▶ [Problem]
Count the lines in the entries below that contain the word "dark", and reply with that number alone.
──────── Dataset entries
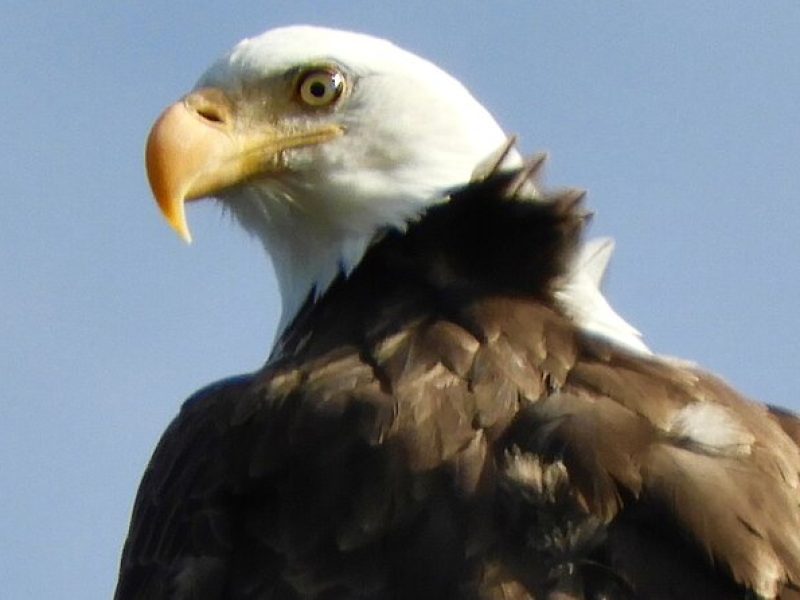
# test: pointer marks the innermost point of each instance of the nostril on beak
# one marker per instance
────────────────
──────── Dataset entries
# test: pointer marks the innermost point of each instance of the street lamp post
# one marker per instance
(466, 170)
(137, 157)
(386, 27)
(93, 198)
────────────────
──────── Dataset entries
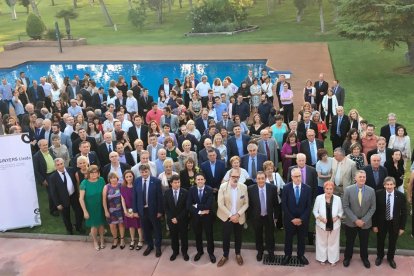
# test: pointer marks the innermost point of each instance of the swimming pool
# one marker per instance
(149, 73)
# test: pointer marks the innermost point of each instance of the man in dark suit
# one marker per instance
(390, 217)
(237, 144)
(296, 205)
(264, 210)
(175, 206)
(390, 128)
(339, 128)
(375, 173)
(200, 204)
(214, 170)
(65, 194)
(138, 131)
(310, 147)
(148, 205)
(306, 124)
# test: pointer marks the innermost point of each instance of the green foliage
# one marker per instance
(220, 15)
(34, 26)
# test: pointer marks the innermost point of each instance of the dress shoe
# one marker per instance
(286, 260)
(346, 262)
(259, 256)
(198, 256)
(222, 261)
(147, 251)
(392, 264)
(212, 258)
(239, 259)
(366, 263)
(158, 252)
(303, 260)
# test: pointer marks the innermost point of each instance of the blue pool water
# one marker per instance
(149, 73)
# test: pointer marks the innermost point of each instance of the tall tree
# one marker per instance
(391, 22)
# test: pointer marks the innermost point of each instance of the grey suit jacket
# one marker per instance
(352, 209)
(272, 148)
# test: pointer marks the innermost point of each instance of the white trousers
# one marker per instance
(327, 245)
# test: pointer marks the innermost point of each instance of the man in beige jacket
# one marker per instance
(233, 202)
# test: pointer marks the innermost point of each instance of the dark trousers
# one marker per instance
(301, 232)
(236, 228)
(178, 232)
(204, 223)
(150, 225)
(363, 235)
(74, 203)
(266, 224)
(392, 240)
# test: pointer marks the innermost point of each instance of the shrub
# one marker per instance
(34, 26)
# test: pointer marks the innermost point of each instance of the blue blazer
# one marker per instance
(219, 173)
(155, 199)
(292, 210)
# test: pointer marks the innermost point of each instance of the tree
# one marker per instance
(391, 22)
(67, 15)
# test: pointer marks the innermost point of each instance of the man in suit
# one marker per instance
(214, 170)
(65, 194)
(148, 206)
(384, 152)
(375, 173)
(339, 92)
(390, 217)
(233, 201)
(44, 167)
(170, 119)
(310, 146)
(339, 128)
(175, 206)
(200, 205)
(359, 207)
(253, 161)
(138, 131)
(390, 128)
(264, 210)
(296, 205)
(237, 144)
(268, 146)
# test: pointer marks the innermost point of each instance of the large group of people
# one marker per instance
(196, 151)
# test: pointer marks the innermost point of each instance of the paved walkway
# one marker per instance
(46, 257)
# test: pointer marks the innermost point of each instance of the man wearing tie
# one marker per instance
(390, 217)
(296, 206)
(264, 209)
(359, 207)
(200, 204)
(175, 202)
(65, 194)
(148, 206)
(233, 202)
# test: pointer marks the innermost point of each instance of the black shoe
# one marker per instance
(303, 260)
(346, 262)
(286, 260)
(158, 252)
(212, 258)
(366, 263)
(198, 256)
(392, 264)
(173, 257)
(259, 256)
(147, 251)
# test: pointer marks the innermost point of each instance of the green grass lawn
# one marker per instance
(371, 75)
────────────────
▶ [Right answer]
2